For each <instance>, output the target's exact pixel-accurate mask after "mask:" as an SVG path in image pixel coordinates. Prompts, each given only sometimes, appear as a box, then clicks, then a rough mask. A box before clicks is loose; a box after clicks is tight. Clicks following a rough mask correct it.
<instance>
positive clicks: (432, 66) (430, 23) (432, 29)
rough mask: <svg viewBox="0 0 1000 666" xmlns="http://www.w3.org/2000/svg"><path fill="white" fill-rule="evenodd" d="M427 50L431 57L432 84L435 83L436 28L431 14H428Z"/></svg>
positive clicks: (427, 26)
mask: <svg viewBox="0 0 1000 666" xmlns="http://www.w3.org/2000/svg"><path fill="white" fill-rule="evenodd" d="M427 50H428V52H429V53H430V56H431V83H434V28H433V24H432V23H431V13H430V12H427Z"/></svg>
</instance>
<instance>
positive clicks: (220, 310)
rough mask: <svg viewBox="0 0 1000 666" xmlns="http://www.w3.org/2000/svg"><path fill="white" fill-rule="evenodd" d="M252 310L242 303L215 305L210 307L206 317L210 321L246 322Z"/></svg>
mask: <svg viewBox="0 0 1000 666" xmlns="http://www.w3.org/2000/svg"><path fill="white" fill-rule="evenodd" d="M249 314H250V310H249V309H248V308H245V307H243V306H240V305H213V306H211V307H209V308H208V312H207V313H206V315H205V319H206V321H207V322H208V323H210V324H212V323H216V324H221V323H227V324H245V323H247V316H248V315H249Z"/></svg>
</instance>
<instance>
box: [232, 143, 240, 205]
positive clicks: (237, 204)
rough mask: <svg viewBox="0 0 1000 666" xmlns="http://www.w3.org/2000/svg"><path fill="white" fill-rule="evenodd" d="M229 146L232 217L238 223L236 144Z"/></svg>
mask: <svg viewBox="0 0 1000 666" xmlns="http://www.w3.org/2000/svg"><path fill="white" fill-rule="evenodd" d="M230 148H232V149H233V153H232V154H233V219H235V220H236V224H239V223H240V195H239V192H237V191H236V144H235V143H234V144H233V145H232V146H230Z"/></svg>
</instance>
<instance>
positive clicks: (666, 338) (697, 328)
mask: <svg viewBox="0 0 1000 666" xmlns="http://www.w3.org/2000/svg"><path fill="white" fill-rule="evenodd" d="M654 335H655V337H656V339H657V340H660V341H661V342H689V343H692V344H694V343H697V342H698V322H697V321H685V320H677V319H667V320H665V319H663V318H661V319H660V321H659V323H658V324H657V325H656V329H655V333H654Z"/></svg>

****************************************

Print every record above. Keep each one exactly as it is.

For each <instance>, output the target's exact pixel-accurate mask after "mask:" as an SVG path in image pixel coordinates. Prompts, each given only sometimes, appear as a box, then clicks, then a rough mask. A box before clicks is loose; a box after clicks is tight. Clicks following a rough mask correct it.
<instance>
positive clicks: (432, 66) (430, 23) (432, 29)
rough mask: <svg viewBox="0 0 1000 666" xmlns="http://www.w3.org/2000/svg"><path fill="white" fill-rule="evenodd" d="M427 50L431 57L432 84L435 83L436 28L431 14H428Z"/></svg>
positive clicks: (427, 26)
mask: <svg viewBox="0 0 1000 666" xmlns="http://www.w3.org/2000/svg"><path fill="white" fill-rule="evenodd" d="M427 50H428V52H429V53H430V56H431V83H434V28H433V24H432V23H431V13H430V12H427Z"/></svg>
</instance>
<instance>
positive clicks: (220, 310)
rough mask: <svg viewBox="0 0 1000 666" xmlns="http://www.w3.org/2000/svg"><path fill="white" fill-rule="evenodd" d="M252 310L242 303L215 305L210 307L206 317L210 321L246 322Z"/></svg>
mask: <svg viewBox="0 0 1000 666" xmlns="http://www.w3.org/2000/svg"><path fill="white" fill-rule="evenodd" d="M249 314H250V310H249V309H248V308H245V307H243V306H240V305H213V306H211V307H209V308H208V312H207V313H206V315H205V319H206V321H207V322H208V323H210V324H212V323H216V324H221V323H227V324H245V323H247V316H248V315H249Z"/></svg>
</instance>
<instance>
box: [232, 143, 240, 205]
positive clicks: (237, 204)
rough mask: <svg viewBox="0 0 1000 666" xmlns="http://www.w3.org/2000/svg"><path fill="white" fill-rule="evenodd" d="M229 146L232 217L238 223L236 144Z"/></svg>
mask: <svg viewBox="0 0 1000 666" xmlns="http://www.w3.org/2000/svg"><path fill="white" fill-rule="evenodd" d="M230 148H232V149H233V153H232V154H233V219H235V220H236V224H239V223H240V195H239V192H237V191H236V144H235V143H234V144H233V145H232V146H230Z"/></svg>
</instance>
<instance>
positive clicks: (666, 338) (697, 328)
mask: <svg viewBox="0 0 1000 666" xmlns="http://www.w3.org/2000/svg"><path fill="white" fill-rule="evenodd" d="M654 335H655V337H656V339H657V340H660V341H661V342H689V343H692V344H694V343H697V342H698V322H697V321H685V320H677V319H667V320H665V319H663V318H661V319H660V321H659V323H658V324H657V325H656V329H655V333H654Z"/></svg>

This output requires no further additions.